-- Exercise instructions --
Starting at the line that contains "top-left (268, 149), bottom-right (306, 288)", print every remaining line of the entries, unchanged, and output nothing more.

-- Records for the exercise --
━━━━━━━━━━━━━━━━━━━━
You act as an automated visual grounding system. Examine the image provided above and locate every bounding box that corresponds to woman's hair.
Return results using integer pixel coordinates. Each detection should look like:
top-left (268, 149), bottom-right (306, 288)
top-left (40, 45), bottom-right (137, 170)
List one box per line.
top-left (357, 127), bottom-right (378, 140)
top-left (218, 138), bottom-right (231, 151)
━━━━━━━━━━━━━━━━━━━━
-- Worked solution --
top-left (268, 149), bottom-right (306, 288)
top-left (40, 45), bottom-right (137, 170)
List one box per line.
top-left (357, 127), bottom-right (378, 140)
top-left (218, 138), bottom-right (231, 151)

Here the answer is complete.